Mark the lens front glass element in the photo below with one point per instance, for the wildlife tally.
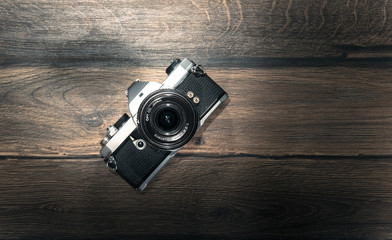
(167, 119)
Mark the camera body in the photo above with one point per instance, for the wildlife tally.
(163, 118)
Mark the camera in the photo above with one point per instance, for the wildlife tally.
(163, 118)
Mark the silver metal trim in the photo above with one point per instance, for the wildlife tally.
(155, 172)
(118, 138)
(221, 100)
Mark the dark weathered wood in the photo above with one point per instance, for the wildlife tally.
(301, 151)
(227, 32)
(324, 111)
(198, 197)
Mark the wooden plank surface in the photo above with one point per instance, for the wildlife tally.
(302, 150)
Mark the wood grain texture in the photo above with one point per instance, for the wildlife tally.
(228, 32)
(302, 150)
(268, 198)
(293, 111)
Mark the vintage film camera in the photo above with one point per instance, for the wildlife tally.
(164, 117)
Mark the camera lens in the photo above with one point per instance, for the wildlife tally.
(167, 119)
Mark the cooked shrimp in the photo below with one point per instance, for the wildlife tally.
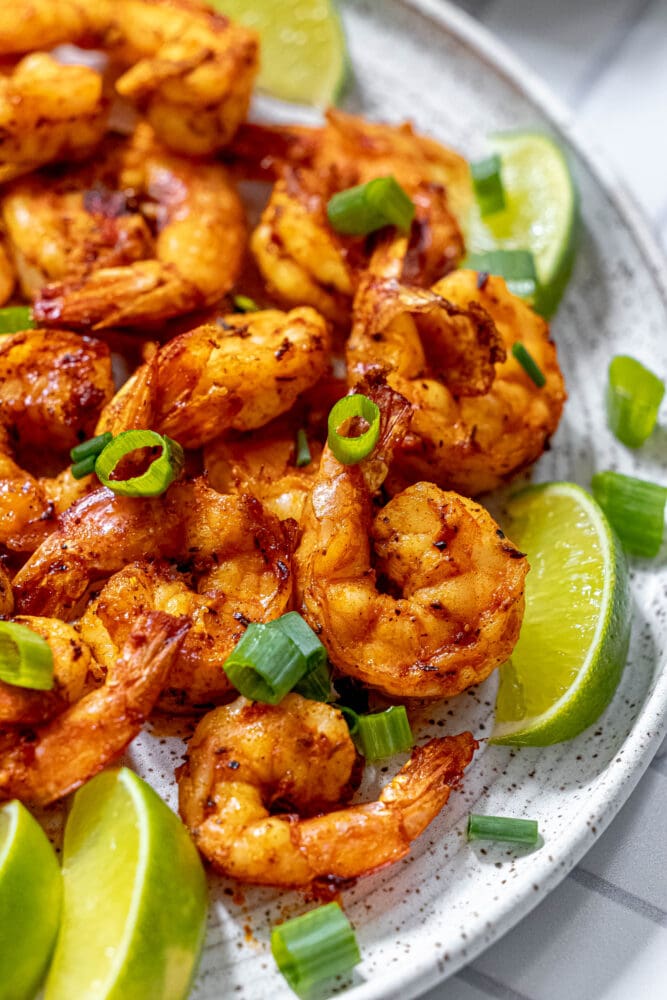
(421, 598)
(54, 758)
(191, 70)
(53, 385)
(74, 670)
(474, 443)
(238, 373)
(88, 236)
(247, 760)
(229, 545)
(48, 112)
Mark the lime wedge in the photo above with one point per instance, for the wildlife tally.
(303, 51)
(541, 211)
(30, 894)
(575, 634)
(134, 906)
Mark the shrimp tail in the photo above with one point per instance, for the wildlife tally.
(421, 788)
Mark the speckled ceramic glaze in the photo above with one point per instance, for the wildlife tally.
(422, 919)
+ + + + + + +
## YOUR GOAL
Render all the records above as a Markdown table with the columns Row and Record line, giving each line its own numbered row, skipping blank lines and leaving the pictures out.

## OUTPUT BELOW
| Row | Record line |
|---|---|
| 1 | Mark the lens front glass element in the photo below with one point per instance, for the wildlife tally. |
| 2 | (167, 119) |
| 3 | Mark the camera body in the photo above with one point per instance, for the wildlife tally. |
| 4 | (163, 118) |
| 5 | Mark the camera in the photo above with one point per instance, for the wildlife tally. |
| 6 | (163, 118) |
| 7 | Mark the silver metal trim in the photo above with one point per instance, for the wildlife tally. |
| 8 | (155, 172) |
| 9 | (118, 138) |
| 10 | (221, 100) |
| 11 | Mark the dark weathered wood in the photo above with one point per instance, for the wildlife tally. |
| 12 | (301, 151) |
| 13 | (227, 32) |
| 14 | (324, 111) |
| 15 | (198, 197) |
| 16 | Mark the wooden plank surface in the photo above with one point per instance, for the wildlife tally. |
| 17 | (302, 150) |
| 18 | Mark the wood grain texture in the photo above with one point per instance, for the wildlife tally. |
| 19 | (228, 32) |
| 20 | (302, 150) |
| 21 | (268, 198) |
| 22 | (293, 111) |
| 23 | Mark the vintage film camera in the photo above with one point per instance, for the wildlife tally. |
| 24 | (164, 117) |
| 25 | Mark the camera lens in the photo above with one point per instance, for the wildlife tally. |
| 26 | (167, 119) |
| 27 | Mark the cooked shrimp in the photo below with one point per instance, for the wildlife tally. |
| 28 | (421, 598) |
| 29 | (54, 758) |
| 30 | (191, 70) |
| 31 | (53, 385) |
| 32 | (74, 670) |
| 33 | (474, 443) |
| 34 | (238, 373) |
| 35 | (88, 236) |
| 36 | (247, 760) |
| 37 | (229, 545) |
| 38 | (48, 112) |
| 39 | Mark the lime wedge in the photo above with one point per instance, for the wildlife tally. |
| 40 | (303, 51) |
| 41 | (541, 211) |
| 42 | (30, 894) |
| 43 | (575, 634) |
| 44 | (134, 906) |
| 45 | Mark the shrimp tail in the photo above with one point per instance, for the wildlife tally. |
| 46 | (421, 788) |
| 47 | Mark the speckled ceramic glaze in the photo above with one point per instance, for the wildlife tally. |
| 48 | (422, 919) |